_DATA RECORDS_
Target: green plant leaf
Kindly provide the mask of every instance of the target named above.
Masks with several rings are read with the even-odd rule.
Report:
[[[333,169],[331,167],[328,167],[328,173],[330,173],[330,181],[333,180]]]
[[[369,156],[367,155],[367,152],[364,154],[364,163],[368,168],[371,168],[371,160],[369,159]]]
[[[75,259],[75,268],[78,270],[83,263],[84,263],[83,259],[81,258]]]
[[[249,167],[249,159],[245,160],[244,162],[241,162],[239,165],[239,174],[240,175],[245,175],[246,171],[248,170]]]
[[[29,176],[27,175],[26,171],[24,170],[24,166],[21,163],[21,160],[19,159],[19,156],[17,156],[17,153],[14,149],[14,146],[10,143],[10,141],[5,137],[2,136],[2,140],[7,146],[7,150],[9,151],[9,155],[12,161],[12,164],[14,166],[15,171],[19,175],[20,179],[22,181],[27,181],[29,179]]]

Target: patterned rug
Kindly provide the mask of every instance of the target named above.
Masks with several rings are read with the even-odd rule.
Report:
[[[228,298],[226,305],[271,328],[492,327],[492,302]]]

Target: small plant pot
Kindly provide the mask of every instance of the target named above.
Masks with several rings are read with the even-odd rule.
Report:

_TASK DESCRIPTION_
Word for word, extract all the records.

_PROBLEM SOLUTION_
Target: green plant leaf
Kindly provide the mask of every instance of the target named above.
Masks with several rings are read with the even-odd rule.
Report:
[[[333,169],[331,167],[328,167],[328,173],[330,173],[330,181],[333,180]]]
[[[369,156],[367,155],[367,152],[364,154],[364,163],[368,168],[371,168],[371,160],[369,159]]]
[[[75,259],[75,268],[78,270],[83,263],[84,263],[83,259],[81,258]]]
[[[249,167],[249,159],[245,160],[244,162],[241,162],[239,165],[239,174],[240,175],[245,175],[246,171],[248,170]]]
[[[29,176],[27,175],[26,171],[24,170],[24,166],[21,163],[21,160],[19,159],[19,156],[17,156],[17,153],[14,149],[14,146],[10,143],[10,141],[5,137],[2,136],[2,140],[7,146],[7,150],[9,151],[9,155],[12,161],[12,164],[14,166],[15,171],[19,175],[20,179],[22,181],[27,181],[29,179]]]

Target: patterned rug
Kindly provide the mask of every instance of the target named above.
Masks with several rings are read with the even-odd rule.
Report:
[[[228,298],[226,305],[271,328],[492,327],[492,302]]]

Target: small plant pot
Kindly provide the mask of every instance of the target named above.
Masks with several rings are read with the even-odd rule.
Report:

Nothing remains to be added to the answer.